It was only in October 2022 that ALA received an invitation from the Attorney General’s office, to attend a meeting together with MoF and GRA to discuss matters relating to our Notice of Intention to Sue. At the meeting, the parties rehashed their positions following which the Attorney General requested written submissions from all parties. ALA complied and submitted its client’s position but has not received that of either the MOF or GRA. Indeed, until your generous release of the Attorney General’s opinion(s), as far as we were aware, no real progress had been made. We are, indeed, thankful.

If I may ask: is it the legitimacy of our client’s claim or the quantum of the sum claimed by our client that bewilders you? Further, is this not a simple matter of a legitimate claim arising out of the specific performance of the terms of a contract mutually entered into by the parties? Again, has the MoF and/or GRA agreed to pay or to even sit down to negotiate it down? Would this have been a matter at all, in your reckoning, if any other qualified lawyer was handling this matter? Is it your point that as a cousin to the President it is unethical for me to represent a client who has a legitimate case against the state?

Be assured that there are numerous other top-tier firms in this country that are currently representing clients whose legitimate causes of action stem from quite similar issues, regarding contracts signed around the same period by the government in which you served.

Again, I wish to underscore the fact that our client has not been paid any part of the amount claimed to be owed to it under the NSW Contract. Our client’s case is not a challenge to the termination of the NSW Contract. It is simply a dispute over arrears owed for work already done and a claim for monies due it in accordance with the express terms of the said contract between the parties.

It is intriguing that you, of all people, see as a scandal lawyers engaged in their legitimate work of seeking to recover arrears owed to their clients, even when their claim, per your own “leaked” documents, is not, in principle, disputed by the Attorney General. I wonder how you reconcile your stance against ALA with the claim against you by the then Attorney General when you were a member of government? See Peace FM website: https://www.peacefmonline.com/.../politics/201207/123769.php.

If a deputy minister at the Ministry of Education (and a non lawyer at that) could gather the moral courage and see no wrong in lobbying to be paid, a contractor, whose very claim was being challenged in court at that material time by the Attorney General, then the world may be forgiven to see as extremely curious your description today of the West Blue claim as a “scandal.” Assuming, of course, the claim against you by your Attorney General is true.

[Data]

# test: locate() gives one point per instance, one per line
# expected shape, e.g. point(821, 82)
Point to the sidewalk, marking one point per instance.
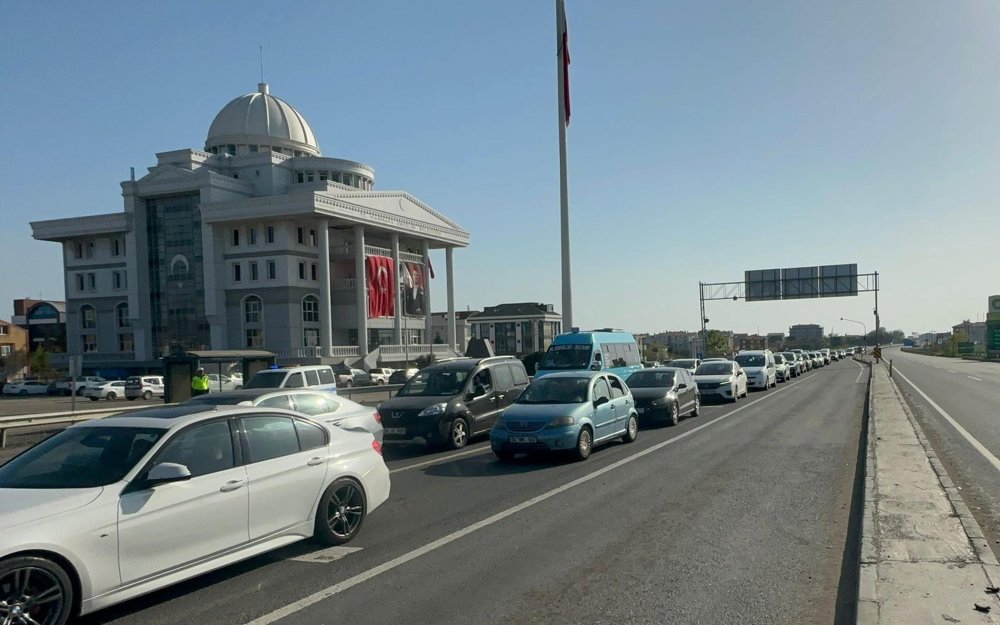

[Given task] Can you sum up the text on ALA's claim in two sentences?

[Solution to this task] In October 2022, ALA met with the Attorney General's office, MoF and GRA about its Notice of Intention to Sue and then submitted its client's written position, but it has not received the position of either MoF or GRA. The writer stresses that the client has not been paid any part of the amount owed under the NSW Contract and that the case is a dispute over arrears for work already done rather than a challenge to the contract's termination, and asks how the addressee can call lawyers' legitimate work of recovering arrears a scandal.